Objective ▸
Count the lines in the entries below that contain the string "this", with uppercase and lowercase treated as different, and give only that number.

***** Excerpted records *****

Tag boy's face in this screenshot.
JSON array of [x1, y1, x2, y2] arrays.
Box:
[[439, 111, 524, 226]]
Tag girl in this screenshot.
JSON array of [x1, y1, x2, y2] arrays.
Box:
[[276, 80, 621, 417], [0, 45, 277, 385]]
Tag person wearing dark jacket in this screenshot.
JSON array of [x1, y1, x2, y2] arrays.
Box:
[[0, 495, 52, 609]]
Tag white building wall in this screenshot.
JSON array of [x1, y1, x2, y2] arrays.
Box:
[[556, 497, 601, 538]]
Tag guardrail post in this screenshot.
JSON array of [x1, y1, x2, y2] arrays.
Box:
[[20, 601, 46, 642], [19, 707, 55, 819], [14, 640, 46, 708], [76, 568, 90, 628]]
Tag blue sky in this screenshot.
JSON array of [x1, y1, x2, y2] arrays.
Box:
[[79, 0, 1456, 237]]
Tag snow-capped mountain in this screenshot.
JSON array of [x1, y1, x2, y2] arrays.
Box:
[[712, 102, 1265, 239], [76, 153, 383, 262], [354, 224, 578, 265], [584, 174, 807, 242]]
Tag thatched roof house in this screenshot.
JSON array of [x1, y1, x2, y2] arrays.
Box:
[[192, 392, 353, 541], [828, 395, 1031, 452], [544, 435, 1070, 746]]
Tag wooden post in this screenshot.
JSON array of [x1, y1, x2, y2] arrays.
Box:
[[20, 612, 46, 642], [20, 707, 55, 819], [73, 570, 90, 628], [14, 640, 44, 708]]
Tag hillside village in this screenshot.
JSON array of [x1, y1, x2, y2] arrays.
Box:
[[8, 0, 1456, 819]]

*****

Problem solution ▸
10